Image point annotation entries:
————
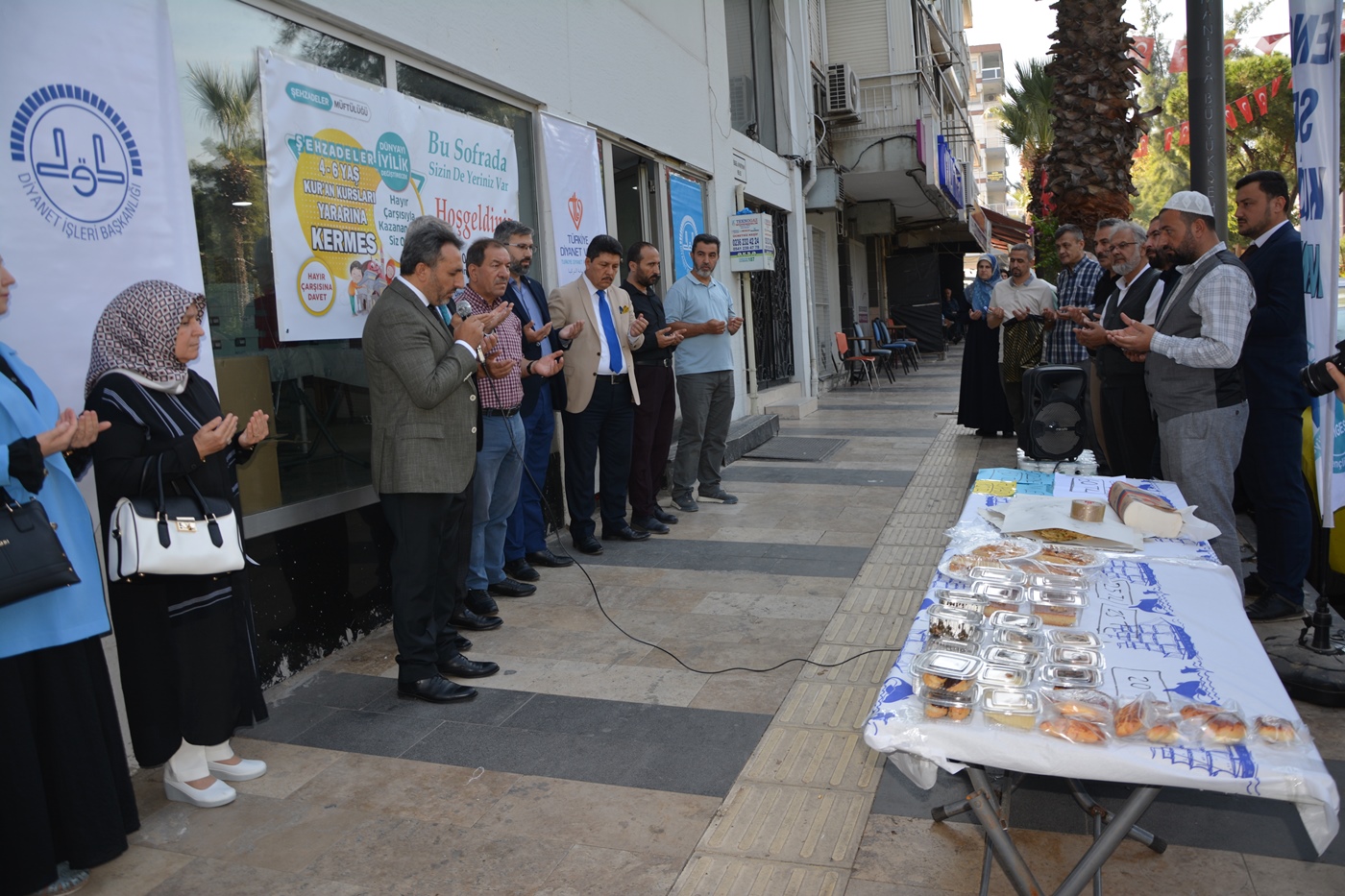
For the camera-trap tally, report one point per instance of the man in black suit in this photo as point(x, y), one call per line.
point(423, 452)
point(525, 537)
point(1126, 417)
point(1274, 352)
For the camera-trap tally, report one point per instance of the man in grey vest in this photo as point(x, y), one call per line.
point(1190, 365)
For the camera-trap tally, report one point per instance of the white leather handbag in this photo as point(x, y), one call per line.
point(174, 534)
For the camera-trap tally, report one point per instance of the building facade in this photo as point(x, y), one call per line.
point(709, 100)
point(892, 207)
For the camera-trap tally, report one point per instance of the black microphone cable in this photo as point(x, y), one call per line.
point(550, 519)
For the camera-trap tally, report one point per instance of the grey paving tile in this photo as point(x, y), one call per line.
point(491, 705)
point(786, 472)
point(340, 690)
point(363, 732)
point(1184, 817)
point(547, 754)
point(639, 721)
point(286, 721)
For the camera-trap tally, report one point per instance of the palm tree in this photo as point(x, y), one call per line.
point(1093, 111)
point(228, 104)
point(1025, 121)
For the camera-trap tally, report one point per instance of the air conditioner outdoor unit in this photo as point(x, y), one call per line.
point(843, 91)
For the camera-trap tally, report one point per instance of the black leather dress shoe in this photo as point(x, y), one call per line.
point(588, 545)
point(480, 603)
point(436, 690)
point(545, 557)
point(463, 667)
point(521, 569)
point(625, 533)
point(510, 588)
point(471, 621)
point(649, 523)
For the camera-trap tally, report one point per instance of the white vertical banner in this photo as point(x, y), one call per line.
point(1314, 30)
point(94, 193)
point(575, 186)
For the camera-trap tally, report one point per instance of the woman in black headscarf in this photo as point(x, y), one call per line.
point(981, 401)
point(184, 643)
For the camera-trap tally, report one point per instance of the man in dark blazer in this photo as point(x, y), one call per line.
point(1274, 352)
point(600, 393)
point(1127, 422)
point(525, 537)
point(423, 408)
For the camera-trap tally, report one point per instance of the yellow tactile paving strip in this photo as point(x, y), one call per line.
point(794, 818)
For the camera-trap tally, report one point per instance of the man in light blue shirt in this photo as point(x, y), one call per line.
point(701, 309)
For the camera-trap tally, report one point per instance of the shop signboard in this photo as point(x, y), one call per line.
point(349, 167)
point(575, 186)
point(950, 174)
point(688, 220)
point(750, 242)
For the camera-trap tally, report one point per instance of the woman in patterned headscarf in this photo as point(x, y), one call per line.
point(184, 643)
point(66, 790)
point(981, 402)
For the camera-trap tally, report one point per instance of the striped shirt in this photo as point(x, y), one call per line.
point(1073, 288)
point(1224, 302)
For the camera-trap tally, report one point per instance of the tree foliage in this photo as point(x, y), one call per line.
point(1093, 111)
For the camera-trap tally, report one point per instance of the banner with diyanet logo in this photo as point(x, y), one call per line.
point(94, 193)
point(688, 213)
point(575, 186)
point(349, 166)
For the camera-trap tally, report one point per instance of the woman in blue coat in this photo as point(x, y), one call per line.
point(67, 798)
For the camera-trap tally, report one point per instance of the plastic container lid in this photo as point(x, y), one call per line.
point(1073, 638)
point(1005, 549)
point(1058, 675)
point(970, 647)
point(945, 664)
point(955, 624)
point(1011, 619)
point(1065, 655)
point(1055, 580)
point(1012, 593)
point(1058, 597)
point(959, 599)
point(1005, 701)
point(997, 576)
point(1011, 657)
point(999, 675)
point(1018, 638)
point(1069, 556)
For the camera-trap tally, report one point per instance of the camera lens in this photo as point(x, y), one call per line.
point(1317, 379)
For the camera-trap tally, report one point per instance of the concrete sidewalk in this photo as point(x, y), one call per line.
point(596, 764)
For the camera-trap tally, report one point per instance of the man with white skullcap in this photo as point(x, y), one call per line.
point(1190, 365)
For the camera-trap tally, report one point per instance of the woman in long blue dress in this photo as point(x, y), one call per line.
point(64, 788)
point(981, 400)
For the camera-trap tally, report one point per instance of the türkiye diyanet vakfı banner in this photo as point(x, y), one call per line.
point(1314, 30)
point(349, 166)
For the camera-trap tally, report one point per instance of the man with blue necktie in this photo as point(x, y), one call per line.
point(525, 539)
point(600, 393)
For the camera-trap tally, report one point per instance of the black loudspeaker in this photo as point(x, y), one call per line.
point(1053, 412)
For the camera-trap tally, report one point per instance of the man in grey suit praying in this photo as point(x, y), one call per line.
point(423, 403)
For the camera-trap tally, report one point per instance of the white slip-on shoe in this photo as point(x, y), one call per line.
point(218, 794)
point(244, 770)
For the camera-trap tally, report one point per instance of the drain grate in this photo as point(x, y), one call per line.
point(796, 448)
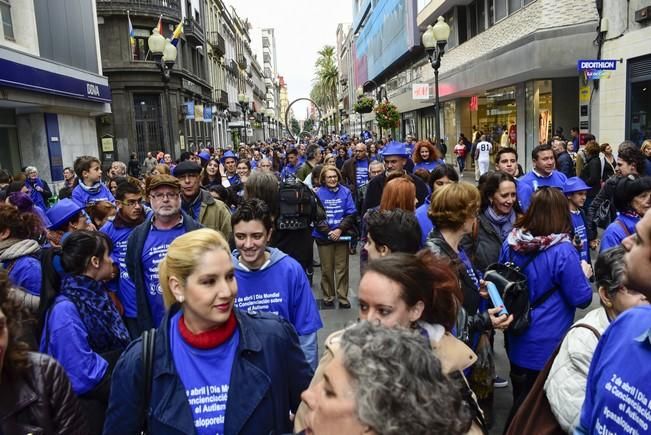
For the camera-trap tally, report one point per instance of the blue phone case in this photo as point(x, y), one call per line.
point(495, 297)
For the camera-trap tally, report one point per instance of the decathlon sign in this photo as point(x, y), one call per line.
point(597, 69)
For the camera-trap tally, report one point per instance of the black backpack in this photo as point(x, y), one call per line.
point(513, 286)
point(297, 205)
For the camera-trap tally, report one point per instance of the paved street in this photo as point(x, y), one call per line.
point(335, 319)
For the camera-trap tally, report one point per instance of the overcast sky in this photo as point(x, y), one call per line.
point(302, 27)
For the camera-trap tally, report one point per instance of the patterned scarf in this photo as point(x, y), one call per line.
point(523, 242)
point(106, 331)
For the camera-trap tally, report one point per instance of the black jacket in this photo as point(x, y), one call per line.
point(476, 321)
point(376, 187)
point(40, 400)
point(135, 245)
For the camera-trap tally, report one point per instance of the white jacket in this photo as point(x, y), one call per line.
point(565, 385)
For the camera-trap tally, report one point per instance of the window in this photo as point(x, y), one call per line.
point(500, 9)
point(7, 23)
point(514, 5)
point(141, 48)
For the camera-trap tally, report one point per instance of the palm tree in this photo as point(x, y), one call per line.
point(326, 77)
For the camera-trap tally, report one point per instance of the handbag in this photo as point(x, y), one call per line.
point(148, 341)
point(513, 287)
point(535, 414)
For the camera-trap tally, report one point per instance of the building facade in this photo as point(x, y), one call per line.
point(51, 85)
point(149, 113)
point(509, 66)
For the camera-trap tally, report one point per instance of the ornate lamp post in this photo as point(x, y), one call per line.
point(164, 53)
point(434, 40)
point(243, 101)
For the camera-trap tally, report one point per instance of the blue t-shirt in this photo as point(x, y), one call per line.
point(206, 375)
point(85, 198)
point(579, 228)
point(615, 232)
point(618, 389)
point(153, 252)
point(430, 166)
point(123, 284)
point(281, 288)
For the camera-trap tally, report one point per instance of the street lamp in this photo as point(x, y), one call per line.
point(434, 40)
point(164, 53)
point(243, 100)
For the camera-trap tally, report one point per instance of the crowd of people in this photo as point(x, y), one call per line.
point(175, 296)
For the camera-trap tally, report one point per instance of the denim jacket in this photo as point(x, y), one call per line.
point(268, 375)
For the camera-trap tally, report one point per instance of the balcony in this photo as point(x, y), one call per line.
point(217, 42)
point(193, 31)
point(222, 98)
point(170, 9)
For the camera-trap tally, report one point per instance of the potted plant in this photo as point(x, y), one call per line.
point(364, 104)
point(387, 115)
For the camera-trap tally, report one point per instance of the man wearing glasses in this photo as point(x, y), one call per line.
point(148, 243)
point(130, 214)
point(198, 203)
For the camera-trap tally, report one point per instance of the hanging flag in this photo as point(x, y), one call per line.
point(132, 35)
point(177, 33)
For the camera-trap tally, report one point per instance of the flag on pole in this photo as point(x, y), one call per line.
point(177, 34)
point(132, 35)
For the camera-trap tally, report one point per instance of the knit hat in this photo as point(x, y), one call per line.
point(628, 188)
point(61, 213)
point(574, 184)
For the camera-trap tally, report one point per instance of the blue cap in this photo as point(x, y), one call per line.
point(62, 212)
point(395, 148)
point(575, 184)
point(228, 155)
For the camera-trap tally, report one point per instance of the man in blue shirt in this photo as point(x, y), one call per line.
point(543, 174)
point(270, 280)
point(618, 390)
point(148, 243)
point(130, 214)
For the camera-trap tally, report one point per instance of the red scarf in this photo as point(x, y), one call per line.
point(208, 339)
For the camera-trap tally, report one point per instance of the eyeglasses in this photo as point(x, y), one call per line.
point(166, 195)
point(132, 202)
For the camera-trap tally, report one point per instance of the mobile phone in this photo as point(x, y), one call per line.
point(496, 299)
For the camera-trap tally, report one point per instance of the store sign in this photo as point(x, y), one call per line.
point(474, 103)
point(596, 69)
point(420, 91)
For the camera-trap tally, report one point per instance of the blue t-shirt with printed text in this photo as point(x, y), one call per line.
point(281, 288)
point(123, 284)
point(618, 388)
point(205, 375)
point(579, 228)
point(361, 173)
point(153, 252)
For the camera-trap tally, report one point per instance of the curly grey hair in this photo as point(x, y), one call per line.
point(398, 383)
point(610, 270)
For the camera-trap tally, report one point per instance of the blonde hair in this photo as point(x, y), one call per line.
point(184, 255)
point(453, 204)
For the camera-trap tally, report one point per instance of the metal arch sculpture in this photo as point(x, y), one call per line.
point(289, 108)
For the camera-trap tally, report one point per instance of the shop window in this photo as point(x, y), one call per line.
point(500, 9)
point(7, 23)
point(141, 47)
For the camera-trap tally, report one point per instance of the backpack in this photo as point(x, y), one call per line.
point(535, 414)
point(296, 205)
point(513, 286)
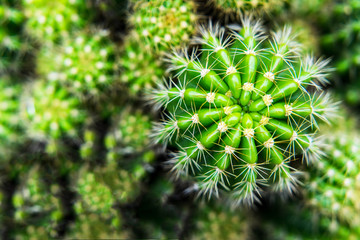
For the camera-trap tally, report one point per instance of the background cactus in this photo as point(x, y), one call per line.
point(140, 68)
point(75, 123)
point(37, 209)
point(49, 22)
point(240, 112)
point(164, 24)
point(95, 207)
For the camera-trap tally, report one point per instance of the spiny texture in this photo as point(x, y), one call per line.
point(334, 187)
point(164, 24)
point(97, 216)
point(37, 209)
point(240, 111)
point(11, 19)
point(52, 112)
point(214, 221)
point(50, 21)
point(84, 63)
point(140, 68)
point(10, 124)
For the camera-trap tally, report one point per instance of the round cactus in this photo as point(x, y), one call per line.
point(240, 112)
point(164, 24)
point(49, 22)
point(84, 62)
point(141, 70)
point(52, 112)
point(37, 210)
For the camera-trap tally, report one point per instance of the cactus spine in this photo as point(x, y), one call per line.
point(240, 112)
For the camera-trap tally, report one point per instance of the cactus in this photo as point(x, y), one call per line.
point(334, 182)
point(11, 44)
point(11, 129)
point(97, 216)
point(50, 21)
point(229, 8)
point(141, 70)
point(84, 63)
point(214, 221)
point(37, 209)
point(164, 24)
point(241, 112)
point(52, 112)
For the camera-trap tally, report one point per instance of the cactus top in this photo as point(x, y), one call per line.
point(240, 110)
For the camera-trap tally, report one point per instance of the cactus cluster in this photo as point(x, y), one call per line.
point(334, 183)
point(49, 22)
point(164, 24)
point(140, 68)
point(63, 118)
point(10, 124)
point(84, 63)
point(231, 7)
point(217, 222)
point(95, 208)
point(240, 112)
point(11, 46)
point(37, 208)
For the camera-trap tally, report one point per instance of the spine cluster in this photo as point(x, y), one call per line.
point(239, 112)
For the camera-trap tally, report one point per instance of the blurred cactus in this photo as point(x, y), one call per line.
point(11, 127)
point(164, 24)
point(97, 216)
point(334, 184)
point(37, 209)
point(141, 69)
point(215, 221)
point(84, 63)
point(241, 112)
point(231, 8)
point(52, 112)
point(11, 44)
point(50, 21)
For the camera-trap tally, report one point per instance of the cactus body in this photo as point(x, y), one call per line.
point(240, 112)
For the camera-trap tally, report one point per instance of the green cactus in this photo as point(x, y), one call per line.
point(141, 69)
point(214, 221)
point(50, 21)
point(164, 24)
point(232, 7)
point(129, 137)
point(241, 112)
point(97, 216)
point(37, 209)
point(11, 44)
point(334, 182)
point(84, 63)
point(11, 129)
point(52, 112)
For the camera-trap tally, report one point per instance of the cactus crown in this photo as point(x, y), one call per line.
point(240, 110)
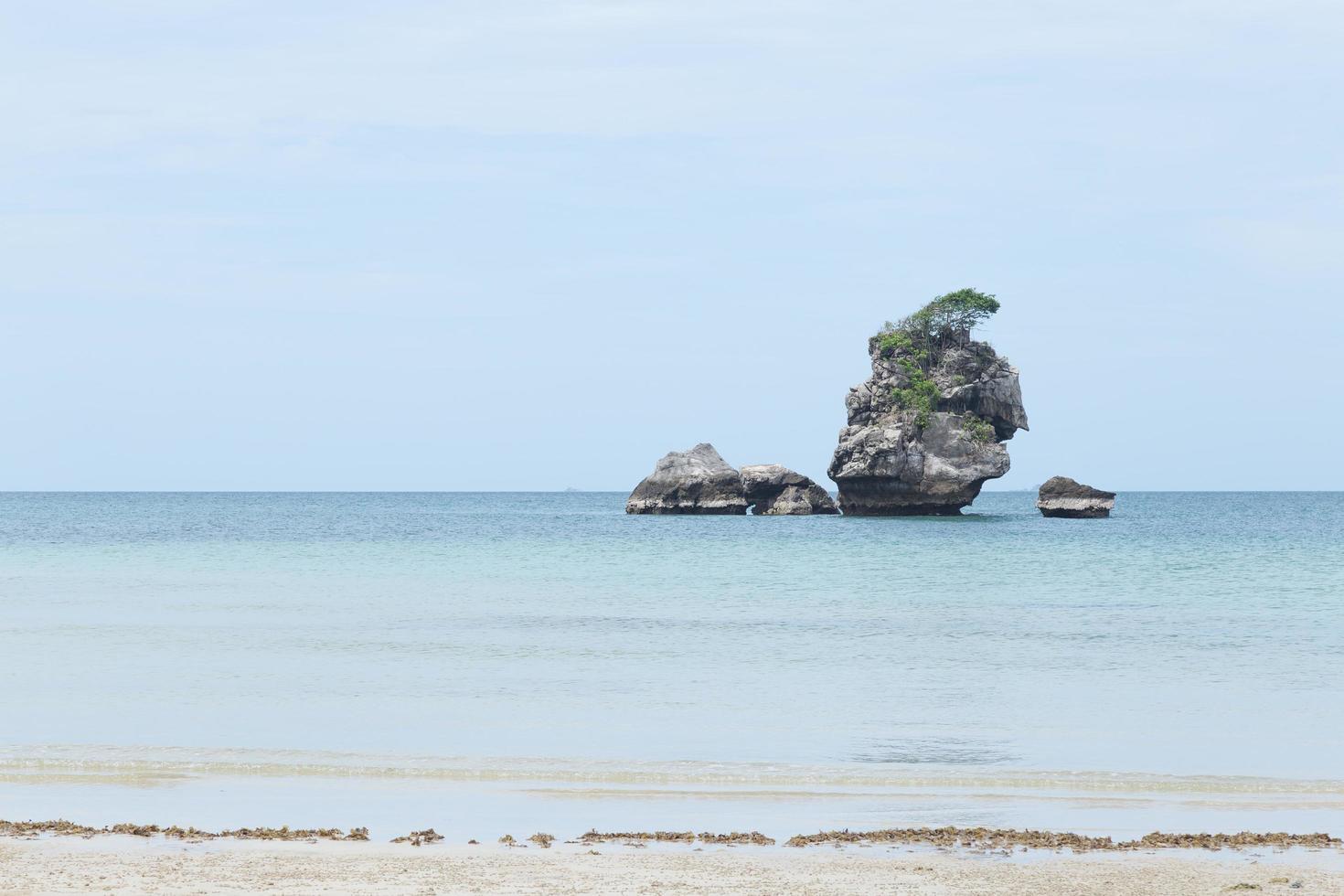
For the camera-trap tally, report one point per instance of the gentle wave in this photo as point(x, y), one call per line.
point(149, 764)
————
** WORK TO COMPLETE **
Starting at the line that contains "of the hanging" and stopping after the line that contains "point(177, 33)", rewrite the data with "hanging flag" changed to "draped flag" and everything else left the same.

** OUTPUT BELOW **
For the camera-trap tally, report one point per instance of the draped flag in this photo as point(x, y), one call per line.
point(132, 35)
point(177, 33)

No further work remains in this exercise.